* Labeled-object pointing entries
+---+
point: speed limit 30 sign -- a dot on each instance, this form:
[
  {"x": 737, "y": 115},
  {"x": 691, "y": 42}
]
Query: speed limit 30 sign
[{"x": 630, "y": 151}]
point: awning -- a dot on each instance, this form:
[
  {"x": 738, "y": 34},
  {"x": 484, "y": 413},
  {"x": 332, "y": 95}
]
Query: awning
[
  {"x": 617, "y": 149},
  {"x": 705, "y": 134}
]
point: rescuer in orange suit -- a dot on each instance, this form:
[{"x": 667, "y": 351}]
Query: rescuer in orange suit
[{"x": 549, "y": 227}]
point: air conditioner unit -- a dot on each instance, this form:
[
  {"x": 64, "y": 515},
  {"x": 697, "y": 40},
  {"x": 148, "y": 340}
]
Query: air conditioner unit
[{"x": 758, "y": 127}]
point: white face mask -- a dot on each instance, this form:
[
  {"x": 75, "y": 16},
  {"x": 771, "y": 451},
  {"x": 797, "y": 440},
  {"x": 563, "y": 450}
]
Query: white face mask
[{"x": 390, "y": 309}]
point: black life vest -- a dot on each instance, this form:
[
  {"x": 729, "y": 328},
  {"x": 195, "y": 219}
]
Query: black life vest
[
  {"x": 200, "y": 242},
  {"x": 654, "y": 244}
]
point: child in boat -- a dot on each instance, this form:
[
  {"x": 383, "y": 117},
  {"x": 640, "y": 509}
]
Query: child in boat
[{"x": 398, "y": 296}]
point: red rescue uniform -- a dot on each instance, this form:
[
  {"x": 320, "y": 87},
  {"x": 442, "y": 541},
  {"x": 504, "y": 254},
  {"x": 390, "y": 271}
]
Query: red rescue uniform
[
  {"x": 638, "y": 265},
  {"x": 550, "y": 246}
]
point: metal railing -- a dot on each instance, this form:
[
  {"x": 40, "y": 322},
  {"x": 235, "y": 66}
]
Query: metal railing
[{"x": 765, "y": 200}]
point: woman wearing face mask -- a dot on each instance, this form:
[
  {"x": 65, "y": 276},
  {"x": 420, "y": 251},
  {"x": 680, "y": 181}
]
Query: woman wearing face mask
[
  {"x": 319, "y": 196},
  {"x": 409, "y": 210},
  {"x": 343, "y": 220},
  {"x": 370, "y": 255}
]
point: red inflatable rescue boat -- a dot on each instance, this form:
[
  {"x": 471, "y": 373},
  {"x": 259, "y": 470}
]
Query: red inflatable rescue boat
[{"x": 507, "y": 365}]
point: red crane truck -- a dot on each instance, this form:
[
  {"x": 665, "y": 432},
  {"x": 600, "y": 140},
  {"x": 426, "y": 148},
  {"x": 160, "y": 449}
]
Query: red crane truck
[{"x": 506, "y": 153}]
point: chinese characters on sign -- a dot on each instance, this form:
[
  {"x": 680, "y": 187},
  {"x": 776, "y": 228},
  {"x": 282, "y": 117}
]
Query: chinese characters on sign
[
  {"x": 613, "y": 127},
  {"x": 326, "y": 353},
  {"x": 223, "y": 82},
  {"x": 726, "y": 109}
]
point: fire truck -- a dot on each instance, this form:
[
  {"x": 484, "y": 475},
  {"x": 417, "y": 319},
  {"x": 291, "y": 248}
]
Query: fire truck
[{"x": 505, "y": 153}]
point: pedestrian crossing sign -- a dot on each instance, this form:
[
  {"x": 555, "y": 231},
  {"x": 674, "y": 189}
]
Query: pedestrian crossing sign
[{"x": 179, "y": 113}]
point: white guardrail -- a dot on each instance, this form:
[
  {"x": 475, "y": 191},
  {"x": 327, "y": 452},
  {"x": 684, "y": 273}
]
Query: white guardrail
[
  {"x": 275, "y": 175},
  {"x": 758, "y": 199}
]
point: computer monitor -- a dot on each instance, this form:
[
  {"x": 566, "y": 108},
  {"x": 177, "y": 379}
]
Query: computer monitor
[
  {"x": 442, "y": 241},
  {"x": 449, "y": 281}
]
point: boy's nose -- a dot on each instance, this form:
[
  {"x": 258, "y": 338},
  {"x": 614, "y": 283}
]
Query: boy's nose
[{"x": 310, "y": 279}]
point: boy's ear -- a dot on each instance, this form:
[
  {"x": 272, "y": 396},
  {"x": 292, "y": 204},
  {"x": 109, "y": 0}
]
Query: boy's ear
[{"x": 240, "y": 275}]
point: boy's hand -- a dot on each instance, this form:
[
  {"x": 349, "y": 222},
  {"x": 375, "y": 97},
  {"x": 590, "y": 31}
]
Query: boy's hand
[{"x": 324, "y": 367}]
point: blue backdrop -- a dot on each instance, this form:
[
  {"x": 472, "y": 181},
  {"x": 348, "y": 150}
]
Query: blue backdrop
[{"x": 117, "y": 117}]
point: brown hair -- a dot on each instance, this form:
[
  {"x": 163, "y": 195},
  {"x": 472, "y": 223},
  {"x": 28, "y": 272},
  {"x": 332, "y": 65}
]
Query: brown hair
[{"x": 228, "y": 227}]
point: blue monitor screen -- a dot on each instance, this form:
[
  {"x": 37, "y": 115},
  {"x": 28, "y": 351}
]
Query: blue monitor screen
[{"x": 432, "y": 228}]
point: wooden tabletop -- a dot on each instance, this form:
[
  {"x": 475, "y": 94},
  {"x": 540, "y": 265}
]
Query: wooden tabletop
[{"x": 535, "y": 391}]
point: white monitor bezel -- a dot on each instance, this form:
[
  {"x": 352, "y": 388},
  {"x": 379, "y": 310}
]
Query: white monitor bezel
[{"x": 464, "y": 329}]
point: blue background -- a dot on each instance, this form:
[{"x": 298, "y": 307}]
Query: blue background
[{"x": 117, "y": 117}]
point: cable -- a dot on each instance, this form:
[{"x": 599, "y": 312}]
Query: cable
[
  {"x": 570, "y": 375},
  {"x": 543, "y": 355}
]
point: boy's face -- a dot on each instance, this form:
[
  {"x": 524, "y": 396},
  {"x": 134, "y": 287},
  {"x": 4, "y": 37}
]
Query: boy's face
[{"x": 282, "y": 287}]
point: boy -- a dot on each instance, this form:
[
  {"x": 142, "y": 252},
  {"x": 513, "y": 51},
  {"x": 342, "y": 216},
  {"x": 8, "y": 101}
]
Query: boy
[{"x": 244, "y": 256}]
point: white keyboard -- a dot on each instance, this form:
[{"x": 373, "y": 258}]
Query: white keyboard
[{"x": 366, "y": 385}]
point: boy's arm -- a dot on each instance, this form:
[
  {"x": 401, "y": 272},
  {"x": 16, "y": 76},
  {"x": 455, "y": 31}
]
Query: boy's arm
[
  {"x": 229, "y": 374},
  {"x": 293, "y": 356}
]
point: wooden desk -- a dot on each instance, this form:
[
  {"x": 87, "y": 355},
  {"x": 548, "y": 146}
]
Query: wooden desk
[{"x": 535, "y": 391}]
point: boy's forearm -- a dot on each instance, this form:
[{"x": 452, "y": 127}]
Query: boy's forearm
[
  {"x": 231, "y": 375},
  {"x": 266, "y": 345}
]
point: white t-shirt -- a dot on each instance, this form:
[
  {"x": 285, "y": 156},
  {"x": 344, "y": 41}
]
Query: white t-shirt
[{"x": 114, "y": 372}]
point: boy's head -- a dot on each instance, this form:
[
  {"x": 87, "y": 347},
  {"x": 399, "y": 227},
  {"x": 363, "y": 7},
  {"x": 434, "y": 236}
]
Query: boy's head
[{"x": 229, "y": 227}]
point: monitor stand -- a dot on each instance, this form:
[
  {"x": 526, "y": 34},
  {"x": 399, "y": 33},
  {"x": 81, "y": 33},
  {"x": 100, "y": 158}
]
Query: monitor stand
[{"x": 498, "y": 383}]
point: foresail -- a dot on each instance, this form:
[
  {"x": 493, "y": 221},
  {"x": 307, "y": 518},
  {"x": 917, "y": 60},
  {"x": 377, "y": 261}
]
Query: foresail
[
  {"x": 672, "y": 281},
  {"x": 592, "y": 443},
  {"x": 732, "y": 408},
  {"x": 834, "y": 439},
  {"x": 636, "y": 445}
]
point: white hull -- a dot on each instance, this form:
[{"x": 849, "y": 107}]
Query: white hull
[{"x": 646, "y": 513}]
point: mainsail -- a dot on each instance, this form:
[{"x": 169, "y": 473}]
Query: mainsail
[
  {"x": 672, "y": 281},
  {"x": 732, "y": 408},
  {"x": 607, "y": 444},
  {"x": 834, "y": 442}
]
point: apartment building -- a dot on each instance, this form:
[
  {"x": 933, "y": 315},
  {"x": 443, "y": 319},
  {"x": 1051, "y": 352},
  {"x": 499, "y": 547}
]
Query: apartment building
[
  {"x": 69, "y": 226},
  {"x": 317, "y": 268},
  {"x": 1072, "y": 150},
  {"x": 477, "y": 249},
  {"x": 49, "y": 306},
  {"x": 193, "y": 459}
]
+---+
Pull out every line from the one with "point: white keyboard" to the end of the listing, and output only those.

* Reply
point: white keyboard -- a dot on each instance, this form:
[{"x": 373, "y": 258}]
Query: white keyboard
[{"x": 366, "y": 385}]
point: boy's arm -- a dot on each instance, this form:
[
  {"x": 401, "y": 272},
  {"x": 16, "y": 76},
  {"x": 455, "y": 31}
]
Query: boy's arm
[
  {"x": 229, "y": 374},
  {"x": 293, "y": 356}
]
point: wooden desk -- a dot on each instance, this form:
[
  {"x": 87, "y": 355},
  {"x": 548, "y": 146}
]
Query: wooden desk
[{"x": 535, "y": 391}]
point: boy's forearm -- a dot on each instance, this form:
[{"x": 452, "y": 127}]
Query: boy's forearm
[
  {"x": 231, "y": 375},
  {"x": 266, "y": 345}
]
point: white t-shirt -- a dot on each instance, this form:
[
  {"x": 285, "y": 156},
  {"x": 344, "y": 41}
]
Query: white t-shirt
[{"x": 114, "y": 372}]
point: boy's head -- a dot on each instance, this form:
[
  {"x": 87, "y": 347},
  {"x": 399, "y": 227},
  {"x": 363, "y": 7},
  {"x": 434, "y": 236}
]
Query: boy's head
[{"x": 229, "y": 227}]
point: monitor stand -- a dot on each instance, this form:
[
  {"x": 526, "y": 34},
  {"x": 399, "y": 33},
  {"x": 81, "y": 33},
  {"x": 100, "y": 158}
]
Query: monitor stand
[{"x": 498, "y": 383}]
point: foresail -- a dot on each instance, this form:
[
  {"x": 493, "y": 221},
  {"x": 307, "y": 518},
  {"x": 917, "y": 60},
  {"x": 377, "y": 261}
]
Query: foresail
[
  {"x": 672, "y": 281},
  {"x": 592, "y": 443},
  {"x": 732, "y": 408},
  {"x": 834, "y": 439},
  {"x": 636, "y": 445}
]
point: white hull -- a dot on each instance, this form:
[{"x": 849, "y": 107}]
Query: white hull
[{"x": 646, "y": 513}]
point: mainsail -- a dot on each instance, this form:
[{"x": 169, "y": 473}]
Query: mainsail
[
  {"x": 672, "y": 281},
  {"x": 732, "y": 408},
  {"x": 607, "y": 444},
  {"x": 834, "y": 442}
]
point: apartment building -- a dot on each instance, this form:
[
  {"x": 933, "y": 315},
  {"x": 443, "y": 319},
  {"x": 1051, "y": 352},
  {"x": 499, "y": 547}
]
Query: apartment building
[
  {"x": 69, "y": 226},
  {"x": 317, "y": 268},
  {"x": 1072, "y": 150},
  {"x": 477, "y": 249},
  {"x": 49, "y": 306},
  {"x": 193, "y": 459}
]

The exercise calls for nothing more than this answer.